**Excerpted passage:**
-.-.-

I’m Really in the Mood for…
I decided to improvise tonight because sometimes you just need a warm chewy cookie on a Sunday evening. I always have the basics of baking around the house, but not the particulars like chocolate bits or nuts so I started to think, “what would happen if you just threw in anything yummy (within reason) from your pantry?” My Aunt Betsy visited us this weekend and left a lovely gift of Mon Cheri liquor filled chocolate covered cherries among many other treats from Switzerland…would these work?
The beauty of basic baking is that it is not expensive so you can afford to screw it up. Why not take this basic cookie recipe and add chopped up Ferrero Rochers from the holidays, or any old candy bar, or the end of that bag of trail mix, or some earl gray tea leaves perhaps? The possiblities are endless. I can’t promise any of those would be very good, but you could be the inventor of the next iconic cookie, so why not experiment?
Basic Dough (my standby for the basic chocolate chip cookie)
3/4 cup granulated sugar
3/4 cup packed brown sugar
2 sticks butter, softened
1 large egg
2 1/4 cups all-purpose flour
1 teaspoon baking soda
1/2 teaspoon salt (if you are using salted butter, you might want to back off of this a bit)

-.-.-

(Point annotation rows)
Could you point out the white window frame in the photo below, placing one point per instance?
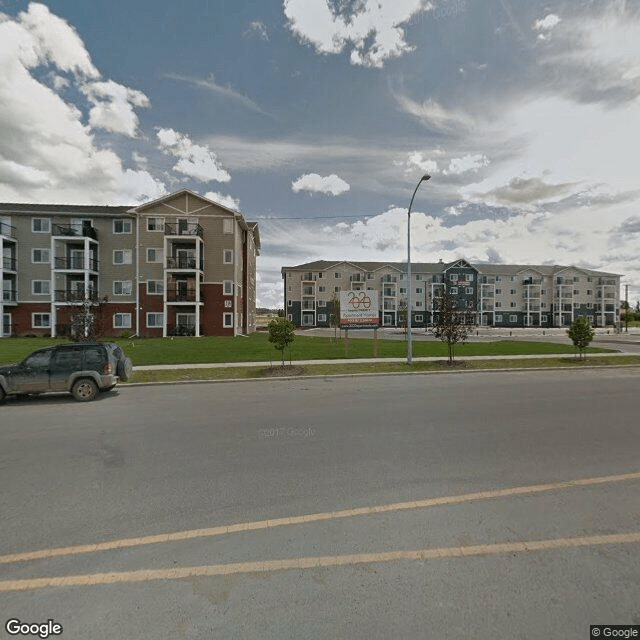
(41, 282)
(45, 325)
(156, 284)
(158, 225)
(127, 256)
(158, 252)
(156, 315)
(123, 286)
(125, 321)
(124, 222)
(45, 251)
(41, 220)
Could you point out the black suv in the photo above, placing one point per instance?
(82, 368)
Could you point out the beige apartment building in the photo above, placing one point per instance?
(179, 265)
(495, 295)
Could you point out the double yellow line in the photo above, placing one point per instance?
(310, 562)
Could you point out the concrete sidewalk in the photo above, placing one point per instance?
(275, 362)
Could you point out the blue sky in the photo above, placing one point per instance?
(318, 117)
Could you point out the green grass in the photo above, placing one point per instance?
(182, 375)
(257, 348)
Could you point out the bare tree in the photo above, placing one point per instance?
(450, 324)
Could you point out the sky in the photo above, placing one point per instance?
(317, 118)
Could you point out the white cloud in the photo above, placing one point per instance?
(373, 28)
(315, 183)
(224, 200)
(47, 152)
(194, 160)
(113, 106)
(466, 163)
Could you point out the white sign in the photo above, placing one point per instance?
(359, 308)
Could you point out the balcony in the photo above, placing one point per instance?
(75, 263)
(183, 295)
(183, 229)
(9, 264)
(85, 231)
(182, 262)
(7, 230)
(75, 296)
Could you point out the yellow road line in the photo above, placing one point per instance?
(178, 573)
(313, 517)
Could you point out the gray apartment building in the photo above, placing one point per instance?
(179, 265)
(497, 295)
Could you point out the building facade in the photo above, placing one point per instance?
(179, 265)
(491, 295)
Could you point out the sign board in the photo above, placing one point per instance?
(359, 309)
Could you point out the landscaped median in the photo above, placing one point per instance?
(354, 368)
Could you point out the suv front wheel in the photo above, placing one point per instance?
(84, 390)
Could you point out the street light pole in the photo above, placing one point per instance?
(424, 178)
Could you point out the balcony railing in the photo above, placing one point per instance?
(180, 295)
(75, 262)
(7, 230)
(182, 263)
(180, 229)
(75, 295)
(182, 330)
(9, 264)
(72, 230)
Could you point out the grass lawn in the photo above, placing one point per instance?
(182, 375)
(257, 348)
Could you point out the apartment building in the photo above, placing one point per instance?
(179, 265)
(495, 295)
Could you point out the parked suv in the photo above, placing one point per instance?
(82, 368)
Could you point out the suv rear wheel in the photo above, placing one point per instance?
(84, 390)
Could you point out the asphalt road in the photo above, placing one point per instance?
(186, 459)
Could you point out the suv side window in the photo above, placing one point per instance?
(94, 358)
(68, 360)
(39, 360)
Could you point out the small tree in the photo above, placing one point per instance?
(281, 334)
(449, 324)
(581, 333)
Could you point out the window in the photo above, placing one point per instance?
(40, 256)
(155, 320)
(41, 320)
(122, 256)
(41, 287)
(122, 321)
(121, 226)
(155, 286)
(40, 225)
(154, 255)
(122, 287)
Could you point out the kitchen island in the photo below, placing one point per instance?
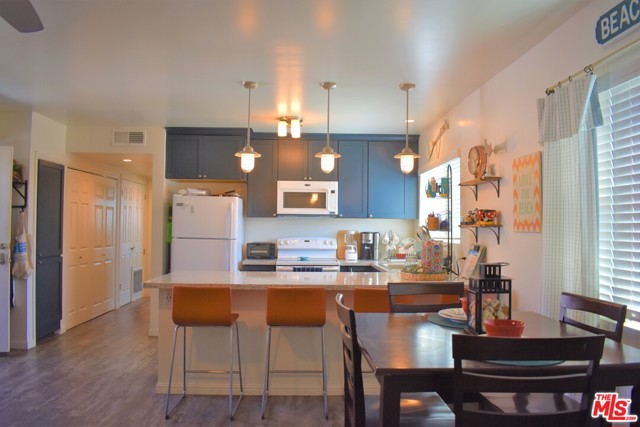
(291, 348)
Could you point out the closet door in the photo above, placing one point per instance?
(102, 274)
(131, 225)
(78, 239)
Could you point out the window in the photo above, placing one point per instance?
(438, 205)
(618, 159)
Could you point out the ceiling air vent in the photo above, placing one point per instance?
(128, 137)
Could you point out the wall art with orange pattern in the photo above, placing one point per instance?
(527, 193)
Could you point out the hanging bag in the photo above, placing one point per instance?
(22, 264)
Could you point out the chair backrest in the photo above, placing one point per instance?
(354, 410)
(539, 379)
(201, 306)
(371, 300)
(296, 306)
(615, 312)
(398, 290)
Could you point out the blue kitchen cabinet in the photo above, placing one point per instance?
(297, 161)
(193, 156)
(391, 194)
(262, 181)
(352, 179)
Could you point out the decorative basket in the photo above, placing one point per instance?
(422, 277)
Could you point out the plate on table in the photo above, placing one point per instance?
(455, 314)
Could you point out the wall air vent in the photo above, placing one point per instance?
(128, 137)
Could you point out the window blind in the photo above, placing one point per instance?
(618, 159)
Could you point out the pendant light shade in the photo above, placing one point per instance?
(248, 156)
(327, 155)
(407, 155)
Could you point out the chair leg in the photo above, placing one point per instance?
(232, 409)
(324, 379)
(265, 384)
(173, 354)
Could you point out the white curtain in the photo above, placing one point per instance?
(569, 192)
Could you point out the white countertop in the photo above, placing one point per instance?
(258, 280)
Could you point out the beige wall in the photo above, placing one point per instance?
(504, 110)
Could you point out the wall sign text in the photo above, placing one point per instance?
(616, 21)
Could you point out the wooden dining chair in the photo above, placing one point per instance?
(614, 312)
(509, 389)
(416, 409)
(418, 290)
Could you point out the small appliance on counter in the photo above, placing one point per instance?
(350, 253)
(369, 244)
(261, 250)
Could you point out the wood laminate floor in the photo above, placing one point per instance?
(103, 373)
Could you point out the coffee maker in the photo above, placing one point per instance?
(369, 244)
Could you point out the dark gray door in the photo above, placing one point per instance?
(49, 248)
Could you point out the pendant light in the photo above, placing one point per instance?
(407, 155)
(327, 155)
(247, 155)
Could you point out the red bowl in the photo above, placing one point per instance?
(503, 327)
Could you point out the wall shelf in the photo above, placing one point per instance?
(495, 229)
(473, 184)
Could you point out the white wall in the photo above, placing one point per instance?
(504, 110)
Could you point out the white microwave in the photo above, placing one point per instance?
(307, 198)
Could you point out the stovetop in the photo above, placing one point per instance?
(319, 251)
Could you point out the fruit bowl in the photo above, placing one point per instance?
(503, 327)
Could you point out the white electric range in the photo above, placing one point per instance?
(302, 254)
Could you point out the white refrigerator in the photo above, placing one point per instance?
(207, 233)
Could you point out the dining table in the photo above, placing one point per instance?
(411, 352)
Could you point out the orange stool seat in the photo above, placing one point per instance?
(295, 307)
(203, 306)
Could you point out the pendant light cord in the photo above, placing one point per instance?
(328, 107)
(249, 120)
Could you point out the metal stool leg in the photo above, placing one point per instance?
(173, 354)
(232, 409)
(265, 384)
(324, 378)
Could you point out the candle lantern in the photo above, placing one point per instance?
(489, 296)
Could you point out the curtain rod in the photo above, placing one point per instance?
(589, 68)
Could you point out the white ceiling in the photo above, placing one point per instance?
(181, 62)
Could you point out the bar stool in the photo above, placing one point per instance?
(203, 306)
(295, 307)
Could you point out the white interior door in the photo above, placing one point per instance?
(6, 173)
(103, 270)
(131, 226)
(77, 241)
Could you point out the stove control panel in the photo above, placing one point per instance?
(318, 243)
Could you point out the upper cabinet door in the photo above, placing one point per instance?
(292, 160)
(297, 161)
(314, 171)
(352, 183)
(262, 181)
(217, 158)
(392, 194)
(182, 157)
(204, 157)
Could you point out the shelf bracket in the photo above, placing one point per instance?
(23, 195)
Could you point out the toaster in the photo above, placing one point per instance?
(261, 250)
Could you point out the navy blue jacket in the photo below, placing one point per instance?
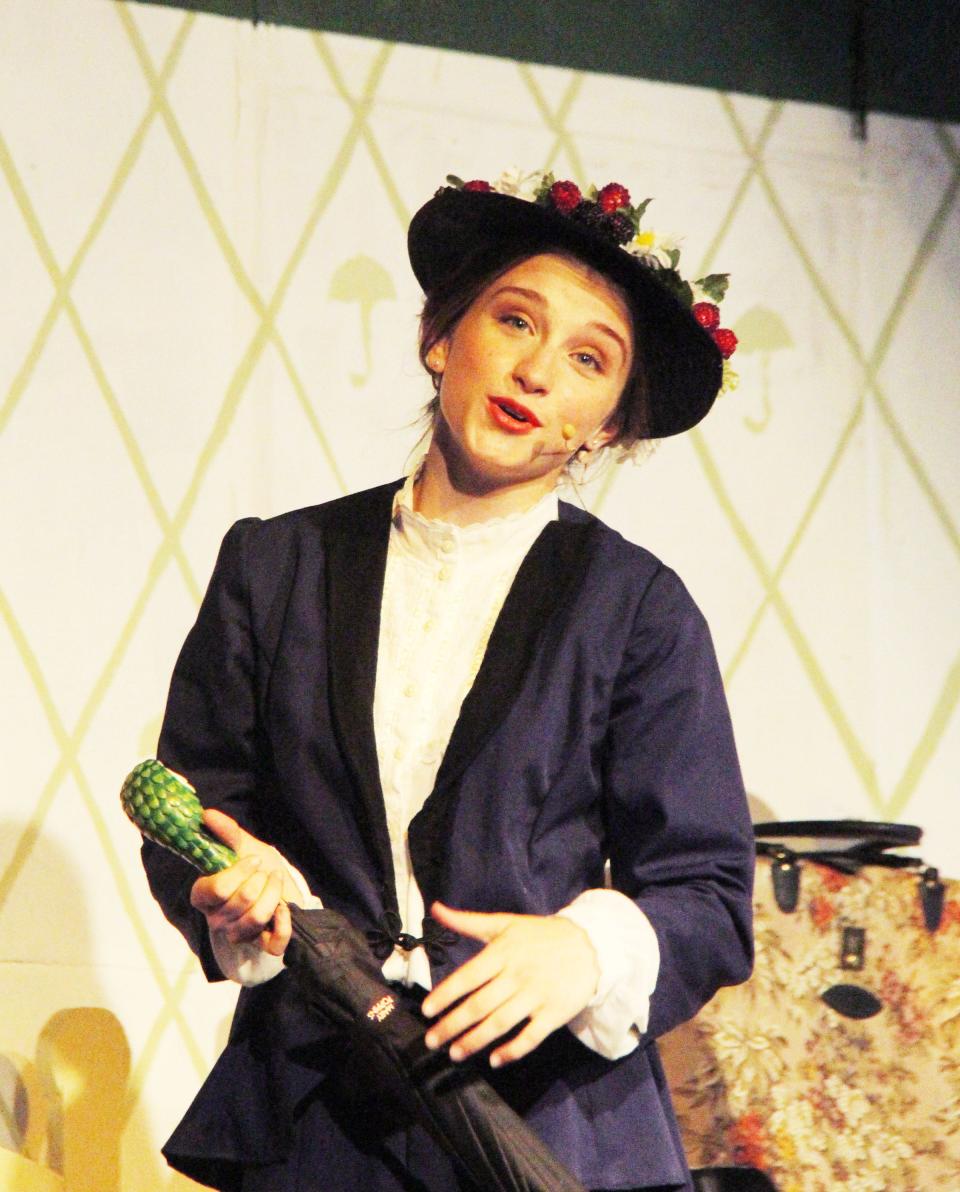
(596, 728)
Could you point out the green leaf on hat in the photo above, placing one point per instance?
(714, 285)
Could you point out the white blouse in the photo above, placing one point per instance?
(444, 588)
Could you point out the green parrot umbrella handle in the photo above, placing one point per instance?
(340, 979)
(166, 809)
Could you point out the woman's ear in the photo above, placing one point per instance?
(437, 358)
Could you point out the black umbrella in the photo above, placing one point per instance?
(340, 979)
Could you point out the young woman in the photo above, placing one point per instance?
(444, 707)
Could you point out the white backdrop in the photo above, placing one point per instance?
(208, 312)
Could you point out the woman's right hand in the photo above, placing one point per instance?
(248, 900)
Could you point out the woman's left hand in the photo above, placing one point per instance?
(534, 969)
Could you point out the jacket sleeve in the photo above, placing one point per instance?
(210, 730)
(681, 840)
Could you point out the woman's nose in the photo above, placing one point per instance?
(532, 371)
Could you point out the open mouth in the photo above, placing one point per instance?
(512, 415)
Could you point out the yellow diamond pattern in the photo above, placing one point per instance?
(381, 93)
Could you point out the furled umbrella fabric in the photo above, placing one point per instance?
(340, 979)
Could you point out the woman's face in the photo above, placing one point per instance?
(532, 372)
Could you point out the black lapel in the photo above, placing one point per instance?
(533, 612)
(355, 535)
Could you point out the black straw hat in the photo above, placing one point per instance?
(469, 227)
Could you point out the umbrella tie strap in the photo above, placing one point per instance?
(389, 933)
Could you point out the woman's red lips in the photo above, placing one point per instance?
(513, 416)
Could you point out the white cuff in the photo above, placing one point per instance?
(247, 963)
(627, 955)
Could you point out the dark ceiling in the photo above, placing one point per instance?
(899, 56)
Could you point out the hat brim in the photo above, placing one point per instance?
(457, 228)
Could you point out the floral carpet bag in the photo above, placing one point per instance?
(837, 1065)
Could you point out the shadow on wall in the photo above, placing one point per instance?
(68, 1116)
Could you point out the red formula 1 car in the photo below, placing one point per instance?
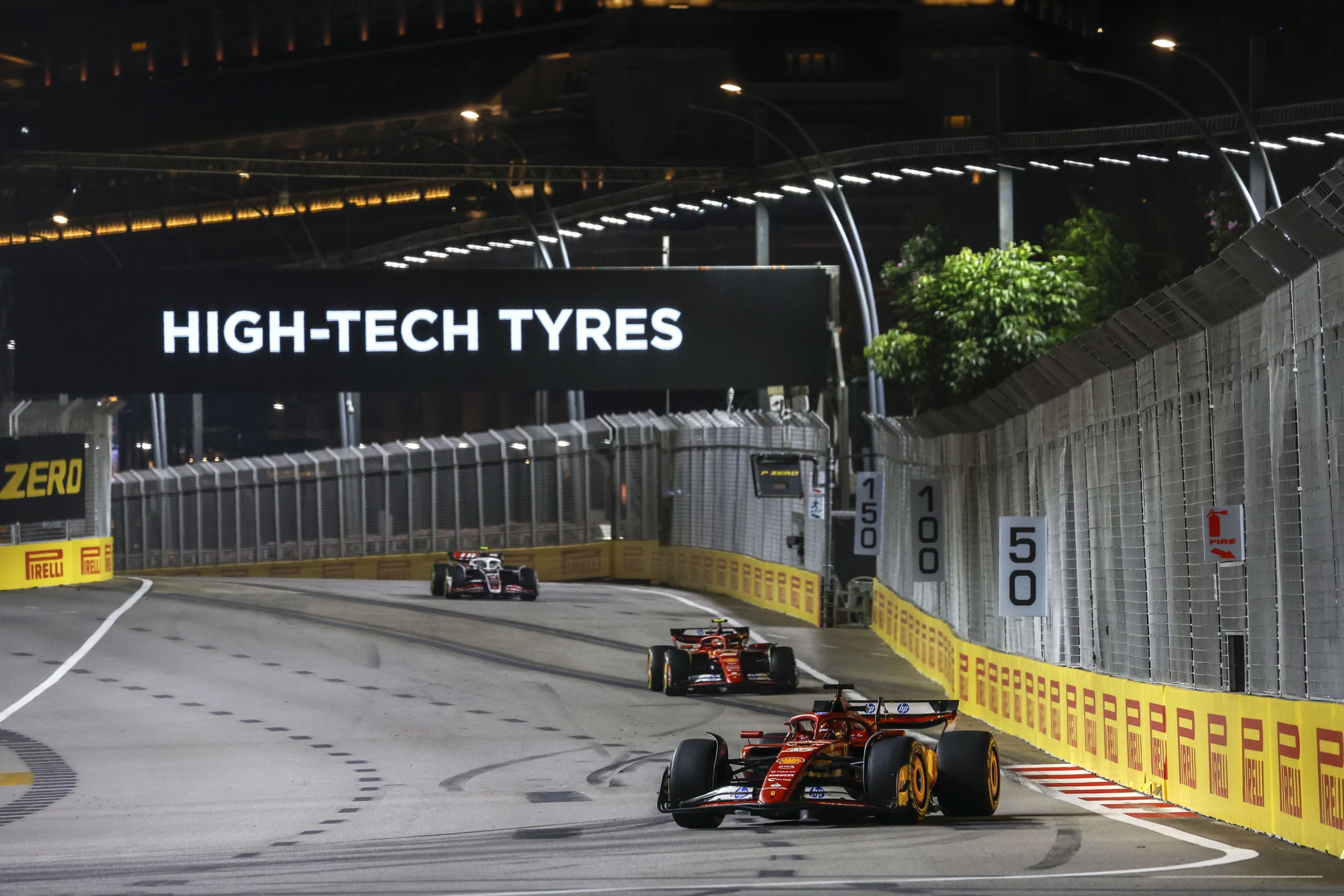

-.-.-

**Your tasks:**
1/ According to the cookie post, what did Aunt Betsy leave as a gift?
2/ Please carry on writing the cookie post, starting right after its last line.
The rows play no part in what is asked here.

**Results for each task:**
1/ Mon Cheri liquor filled chocolate covered cherries, among many other treats from Switzerland.

2/
1 teaspoon extract (vanilla or almond or…whatever goes with your flavors the best…if you don’t know, go with vanilla or go without)
Additions- 2-4 cups of candy or nuts, but if you only have 1 candy bar, don’t make it stop you from having your cookie! Just do it. I only had 1 cup of chopped Mon Cheris, but the subtle flavor is really nice.
Heat oven to 375. In your mixer or bowl, mix sugars, butter, egg and extract until completely combined. Stir in flour, baking soda and salt. Stir in your additions. Form ping pong sized balls with your hands and place on an ungreased cookie sheet about 2 inches apart. If you only have one cookie sheet, do one batch at a time, cooling the pan between them. Bake 8-10 minutes or until light golden brown. Cool slightly, remove from cookie sheet and cool on a wire rack.
With this type of cookie, a lot of people leave them in the oven too long and lose the perfect lightly golden bottom with a yummy chewiness. Do not worry if they look really soft coming out of the oven, they are supposed to be soft in the center, and remember that light golden brown is not fully tan! It is just that, golden on the edges and bottom, but not lightly brown all the way around. For most ovens, the perfect time is 9 minutes, but if you know your oven burns a lot of your food or the opposite, then adjust accordingly.
Remove cookies from the pan after about 2 minutes of cooling. This way, they don’t stick, but they set up just enough that they don’t fall apart. And get yourself a cake icing knife, they are the BEST for getting cookies from the pan to the wire rack.
6 responses to “Eat”
You really don’t want me to lose this baby weight, do you?
no. eat. eat. eat.
Funny. Just saw David Lebovitz’s amnesty cookies. Also known as compost cookies. Must be spring cleaning of the baking pantry.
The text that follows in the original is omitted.